A poco più di un mese dalla pubblicazione del primo volume, “A che serve essere vivi”, Bietti edizioni, curato da Massimiliano Scuriatti, dedicato al Teatro di Pippo Fava e dopo il debutto nello stand della Regione Sicilia al “Salone del Libro” di Torino incontriamo Elena Fava, figlia del giornalista e sostenitrice del progetto editoriale. Approfondiamo e conosciamo gli sviluppi di quest’importante iniziativa letteraria senza dimenticare la sua condizione di figlia e di donna impegnata nella legalità e nella lotta alla mafia.
Questo progetto editoriale a cui lei ha partecipato attivamente com’è nato?
“Nel 1987 nacque un’idea primordiale di questo lavoro con un editore catanese, oggi non più tra noi, che mi diede piena fiducia e libertà di raccogliere e ordinare tutti i testi teatrali di mio padre. Mi accorsi che alla sua morte c’erano almeno otto testi non solo non rappresentati ma del tutto sconosciuti, quindi la mia intenzione era creare un qualcosa che potesse ricordare e diffondere il patrimonio drammaturgico lasciato da Giuseppe Fava. In questo primo lavoro non c’era uno spirito critico, mancavano le recensioni o le interviste. L’incontro con Massimiliano Scuriatti mi ha permesso d’inquadrare il tutto in maniera diversa. Abbiamo cercato foto di scena, materiale teatrale inedito e inserito le interviste a personaggi vicini a mio padre come Ida Di Benedetto e Leo Gullotta. Questo tipo di filone continuerà anche negli altri volumi. Mi auguro che questo libro stuzzichi la curiosità di registi e produttori teatrali in modo da diffondere alle nuove generazioni il suo pensiero”.
Come definisce il modo di scrivere di suo padre?

**COMPITI PROPOSTI**
1. Rispondi alle domande sull'intervista a Elena Fava, indicando ogni risposta con la stessa lettera:
(a) Chi ha curato il primo volume dedicato al teatro di Pippo Fava?
(b) In che anno nacque la prima idea di questo lavoro?
(c) Quali personaggi vicini a Giuseppe Fava sono stati intervistati per il libro?
2. Scrivi il seguito dell'intervista a Elena Fava, riprendendo subito dopo l'ultima frase riportata.
Il materiale non ha alcun ruolo in questi compiti.

**ELENCO DEL MATERIALE**
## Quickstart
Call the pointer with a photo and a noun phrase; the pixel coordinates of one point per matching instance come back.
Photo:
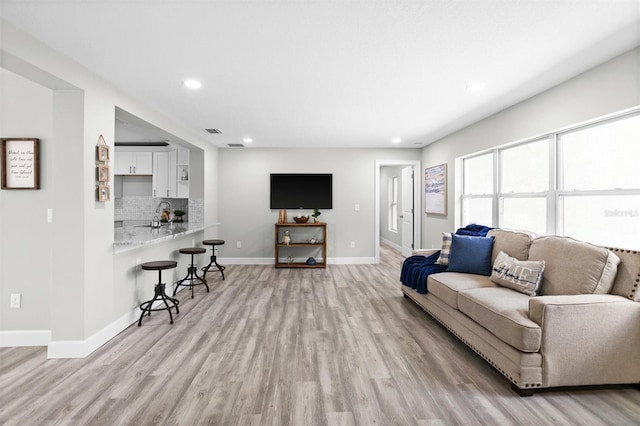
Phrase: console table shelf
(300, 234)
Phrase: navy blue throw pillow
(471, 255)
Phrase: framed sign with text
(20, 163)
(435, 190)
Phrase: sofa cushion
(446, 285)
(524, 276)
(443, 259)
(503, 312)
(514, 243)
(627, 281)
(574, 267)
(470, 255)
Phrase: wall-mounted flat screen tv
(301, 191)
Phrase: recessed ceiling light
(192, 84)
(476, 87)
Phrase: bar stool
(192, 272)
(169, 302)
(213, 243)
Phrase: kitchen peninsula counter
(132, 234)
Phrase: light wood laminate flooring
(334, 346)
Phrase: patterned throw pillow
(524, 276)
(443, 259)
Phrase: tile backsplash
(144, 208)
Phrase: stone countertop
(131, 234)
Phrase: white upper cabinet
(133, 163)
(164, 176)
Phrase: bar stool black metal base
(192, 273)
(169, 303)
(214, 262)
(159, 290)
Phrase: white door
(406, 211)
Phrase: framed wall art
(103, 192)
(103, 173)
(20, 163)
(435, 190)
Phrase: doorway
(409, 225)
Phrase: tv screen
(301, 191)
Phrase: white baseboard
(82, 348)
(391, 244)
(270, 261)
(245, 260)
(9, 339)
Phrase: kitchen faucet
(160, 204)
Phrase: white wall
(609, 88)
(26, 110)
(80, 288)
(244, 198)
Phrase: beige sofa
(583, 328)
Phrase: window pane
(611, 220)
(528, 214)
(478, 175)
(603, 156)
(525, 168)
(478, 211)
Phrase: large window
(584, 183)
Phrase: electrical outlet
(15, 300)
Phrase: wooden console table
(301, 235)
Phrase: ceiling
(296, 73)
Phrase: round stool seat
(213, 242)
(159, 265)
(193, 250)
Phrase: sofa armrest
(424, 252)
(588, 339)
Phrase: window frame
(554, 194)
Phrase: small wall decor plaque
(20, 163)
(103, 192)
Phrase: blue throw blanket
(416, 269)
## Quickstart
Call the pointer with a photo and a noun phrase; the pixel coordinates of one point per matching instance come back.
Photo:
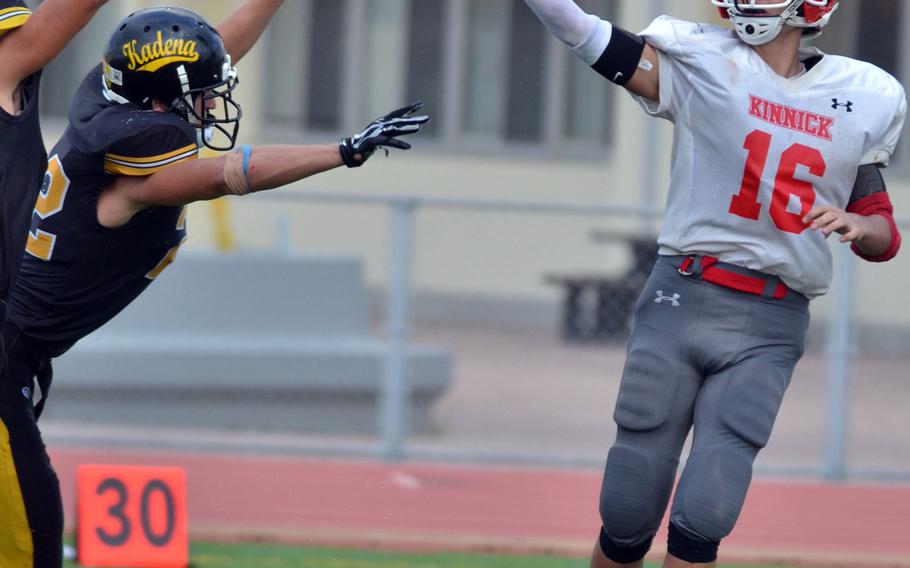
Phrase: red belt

--

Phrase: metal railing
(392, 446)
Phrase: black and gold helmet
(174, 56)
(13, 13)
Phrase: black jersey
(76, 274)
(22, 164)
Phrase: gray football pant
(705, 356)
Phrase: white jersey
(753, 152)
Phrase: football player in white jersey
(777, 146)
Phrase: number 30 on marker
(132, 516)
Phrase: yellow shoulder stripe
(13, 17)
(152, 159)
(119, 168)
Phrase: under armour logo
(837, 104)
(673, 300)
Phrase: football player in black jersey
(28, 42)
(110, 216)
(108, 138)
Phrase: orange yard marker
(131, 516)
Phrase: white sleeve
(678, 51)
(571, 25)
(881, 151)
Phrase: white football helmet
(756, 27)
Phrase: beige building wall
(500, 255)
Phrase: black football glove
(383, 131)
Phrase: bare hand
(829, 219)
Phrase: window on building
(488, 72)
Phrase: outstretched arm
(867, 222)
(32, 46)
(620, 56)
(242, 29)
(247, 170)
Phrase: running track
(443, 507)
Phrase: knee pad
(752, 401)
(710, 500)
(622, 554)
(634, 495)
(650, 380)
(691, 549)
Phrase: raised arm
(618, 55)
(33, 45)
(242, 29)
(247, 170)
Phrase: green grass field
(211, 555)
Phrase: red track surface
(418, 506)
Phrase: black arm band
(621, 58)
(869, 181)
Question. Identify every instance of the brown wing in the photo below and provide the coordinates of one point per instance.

**RISPOSTE AI COMPITI**
1.
(a) Massimiliano Scuriatti.
(b) Nel 1987.
(c) Ida Di Benedetto e Leo Gullotta.

2.
“Fava era un autore diverso dagli altri, anche in un semplice articolo di cronaca si notava una capacità straordinaria di esternare le emozioni. Quando negli anni sessanta incontra Mario Giusti, direttore storico dello Stabile, si creò un’ottima squadra professionale. Era un giornalista con la G maiuscola e credeva nel suo lavoro seguendo sempre i suoi principi. Mi rendo conto che oggi è difficile esserlo, però se c’è l’impegno e la costanza si può tornare ad avere di nuovo quello spirito etico di cui parlava mio padre”.
Il cinque gennaio di quest’anno, in occasione del trentesimo anniversario dall’omicidio, il Teatro Stabile ricorda Giuseppe Fava. Cos’ha provato?
“Con una certa emozione ho detto: “Giuseppe Fava ritorna in quella che era stata la sua seconda famiglia”. Il teatro era l’altra famiglia con cui viveva immerso nei suoi personaggi. Ci sono voluti trent’anni per capire la modernità dei suoi testi. Violenza, sopraffazione e sottile ragionamento sono i capisaldi della sua drammaturgia e, forse, per questo i giovani hanno scoperto in lui una voce che li può rappresentare o aiutare”.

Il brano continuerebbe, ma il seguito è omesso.